Why use picture books in science with upper elementary and secondary students?
- Illustrations are just as important as words. The illustrations can help them observe more about the story and make deeper inferences.
- Picture books will better hold student attention than informational text articles.
- “Colorful pictures and graphics in picture books are superior to many texts for explaining abstract ideas” (Kralina 1993).
- Improve reading skills in science. Picture books give you another opportunity to work on critical thinking skills.
- Correct science misconceptions. Picture books are more likely to have scientific inaccuracies. This is OK because it gives you an opportunity to have a conversation about it and correct student thinking.
- Reading aloud allows you to model fluency for your students. It also allows you to continue to work on comprehension strategies as you stop and question student knowledge.
How to Use Picture Books in the Science Classroom.
- Introducing the topic will allow all students to gain background knowledge before they start learning about the science concept. Having this information will prep their minds into focusing on the concept. It will also engage them on the topic and get their minds to question what they are learning about.
- Wherever you see fit! It’s your classroom, your science unit, your students. If you know you have a few minutes left and can squeeze in reading, go for it. While you can make it an activity for the class period, it doesn’t HAVE to be. Sometimes the most meaningful lessons were when my students and I were having a conversation about a book.
- At the end of the unit – once your students have gained all the knowledge to rock the science concept, you can reinforce their learning through a picture book. Your questioning will determine how much, or how little, they will get out of it.
Where do I start?
Observations and inferences:
- Seven Blind Mice: When reading, do not show students the pages that depict the elephant. Have them guess what the mice are running on.
- Dr. Xargle’s Book of Earth Hounds (Scroll to the bottom for an activity I put together to use with my students for free!)
- What is the World Made of? Reviews the basics of the states of matter and how they change.
——
* _Requests_:
[1] From the article on picture books in science, copy out the passage that opens with the words containing "- At the end" and closes with "are running on.".
[2] Name every picture book title that appears in the article on picture books in science.

* _Given records_:
——
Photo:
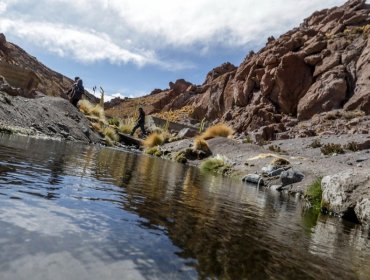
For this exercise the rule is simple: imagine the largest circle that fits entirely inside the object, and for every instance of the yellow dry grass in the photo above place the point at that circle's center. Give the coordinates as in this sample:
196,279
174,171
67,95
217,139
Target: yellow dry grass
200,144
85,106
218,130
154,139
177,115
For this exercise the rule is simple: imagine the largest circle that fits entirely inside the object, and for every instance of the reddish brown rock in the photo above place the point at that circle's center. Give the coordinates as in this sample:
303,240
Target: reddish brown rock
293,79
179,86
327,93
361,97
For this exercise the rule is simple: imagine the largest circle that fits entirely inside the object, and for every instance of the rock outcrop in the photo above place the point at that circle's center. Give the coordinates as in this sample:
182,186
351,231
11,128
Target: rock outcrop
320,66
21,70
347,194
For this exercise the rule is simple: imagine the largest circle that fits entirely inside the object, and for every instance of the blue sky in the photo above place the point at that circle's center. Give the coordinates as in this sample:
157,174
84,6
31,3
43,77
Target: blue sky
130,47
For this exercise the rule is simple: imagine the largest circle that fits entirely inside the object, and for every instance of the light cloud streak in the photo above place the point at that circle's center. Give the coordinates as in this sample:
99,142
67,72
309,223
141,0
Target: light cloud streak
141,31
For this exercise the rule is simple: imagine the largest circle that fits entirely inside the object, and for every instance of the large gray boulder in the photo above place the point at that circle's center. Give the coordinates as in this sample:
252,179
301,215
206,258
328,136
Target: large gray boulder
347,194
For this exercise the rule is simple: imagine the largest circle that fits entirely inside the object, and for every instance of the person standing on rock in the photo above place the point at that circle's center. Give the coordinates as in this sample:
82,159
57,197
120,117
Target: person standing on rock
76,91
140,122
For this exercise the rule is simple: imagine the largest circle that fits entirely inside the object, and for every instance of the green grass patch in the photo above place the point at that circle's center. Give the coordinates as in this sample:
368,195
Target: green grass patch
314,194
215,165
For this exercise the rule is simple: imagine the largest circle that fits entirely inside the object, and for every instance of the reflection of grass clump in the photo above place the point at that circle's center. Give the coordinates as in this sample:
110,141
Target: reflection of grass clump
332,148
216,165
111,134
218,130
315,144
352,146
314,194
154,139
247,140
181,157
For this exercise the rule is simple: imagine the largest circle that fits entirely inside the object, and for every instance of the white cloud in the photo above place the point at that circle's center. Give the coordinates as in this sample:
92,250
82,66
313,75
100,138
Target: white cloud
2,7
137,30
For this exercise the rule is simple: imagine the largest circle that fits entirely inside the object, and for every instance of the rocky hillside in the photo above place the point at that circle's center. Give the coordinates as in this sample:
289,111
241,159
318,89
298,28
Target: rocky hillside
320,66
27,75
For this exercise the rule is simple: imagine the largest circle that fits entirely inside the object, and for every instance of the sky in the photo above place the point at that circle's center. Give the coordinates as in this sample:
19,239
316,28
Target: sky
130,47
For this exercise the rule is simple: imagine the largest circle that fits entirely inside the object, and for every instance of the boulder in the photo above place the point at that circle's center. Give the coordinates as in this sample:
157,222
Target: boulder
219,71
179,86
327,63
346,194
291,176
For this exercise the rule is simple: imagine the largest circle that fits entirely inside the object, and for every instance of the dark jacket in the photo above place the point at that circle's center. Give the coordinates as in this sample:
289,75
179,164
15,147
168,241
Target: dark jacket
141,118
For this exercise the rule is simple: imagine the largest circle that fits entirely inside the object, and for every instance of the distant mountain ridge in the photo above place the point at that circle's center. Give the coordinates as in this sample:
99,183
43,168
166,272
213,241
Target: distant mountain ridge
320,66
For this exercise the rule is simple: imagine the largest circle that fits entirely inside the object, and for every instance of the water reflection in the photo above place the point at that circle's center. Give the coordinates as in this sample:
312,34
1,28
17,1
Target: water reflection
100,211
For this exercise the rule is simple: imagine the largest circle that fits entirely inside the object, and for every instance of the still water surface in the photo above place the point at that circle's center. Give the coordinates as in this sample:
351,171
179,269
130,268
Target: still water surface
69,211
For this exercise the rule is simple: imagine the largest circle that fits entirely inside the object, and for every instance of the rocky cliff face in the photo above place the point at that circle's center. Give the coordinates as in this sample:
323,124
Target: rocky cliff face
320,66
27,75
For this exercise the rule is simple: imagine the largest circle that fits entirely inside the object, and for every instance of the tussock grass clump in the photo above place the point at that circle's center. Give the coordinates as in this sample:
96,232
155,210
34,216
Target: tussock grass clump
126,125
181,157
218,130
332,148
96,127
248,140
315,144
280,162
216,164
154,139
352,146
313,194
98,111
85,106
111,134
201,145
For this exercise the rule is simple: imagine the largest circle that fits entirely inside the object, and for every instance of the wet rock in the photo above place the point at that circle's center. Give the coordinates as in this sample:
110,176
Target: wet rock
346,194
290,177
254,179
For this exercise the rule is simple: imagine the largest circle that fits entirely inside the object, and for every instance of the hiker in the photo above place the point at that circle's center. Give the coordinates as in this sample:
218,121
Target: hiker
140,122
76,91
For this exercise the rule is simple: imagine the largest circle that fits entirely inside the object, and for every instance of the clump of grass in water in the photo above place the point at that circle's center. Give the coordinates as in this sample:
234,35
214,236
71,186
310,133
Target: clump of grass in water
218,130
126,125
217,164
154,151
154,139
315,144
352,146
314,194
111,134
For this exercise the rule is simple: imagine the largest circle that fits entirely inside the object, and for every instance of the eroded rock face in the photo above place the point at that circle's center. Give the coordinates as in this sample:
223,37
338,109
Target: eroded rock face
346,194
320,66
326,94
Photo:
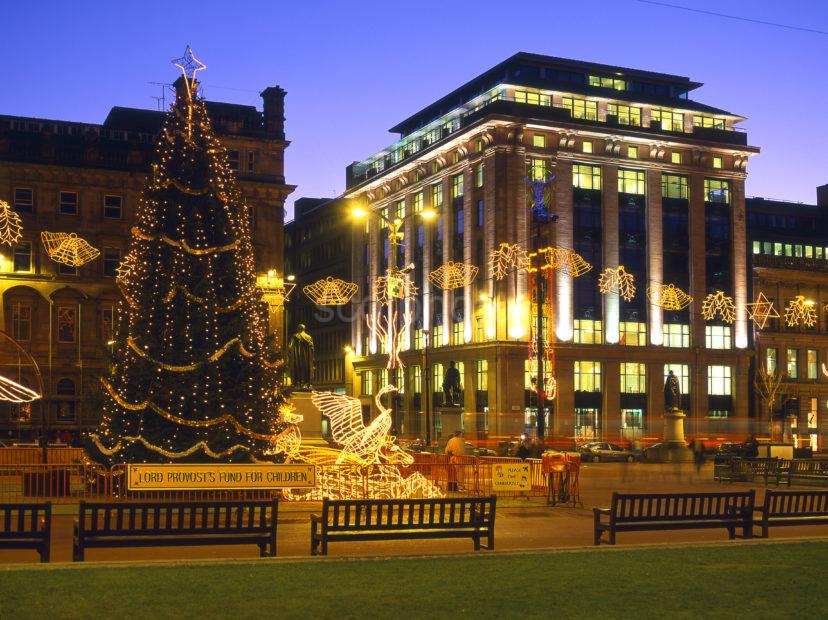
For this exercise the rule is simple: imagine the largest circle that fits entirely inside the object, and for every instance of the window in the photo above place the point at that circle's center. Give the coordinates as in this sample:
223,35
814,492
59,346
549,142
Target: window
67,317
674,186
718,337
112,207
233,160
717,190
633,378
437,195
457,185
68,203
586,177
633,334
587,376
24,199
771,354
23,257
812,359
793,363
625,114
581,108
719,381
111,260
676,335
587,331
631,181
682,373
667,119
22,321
——
* _The responses_:
[1]
- At the end of the unit – once your students have gained all the knowledge to rock the science concept, you can reinforce their learning through a picture book. Your questioning will determine how much, or how little, they will get out of it.
Where do I start?
Observations and inferences:
- Seven Blind Mice: When reading, do not show students the pages that depict the elephant. Have them guess what the mice are running on.

[2]
Seven Blind Mice
Dr. Xargle’s Book of Earth Hounds
What is the World Made of?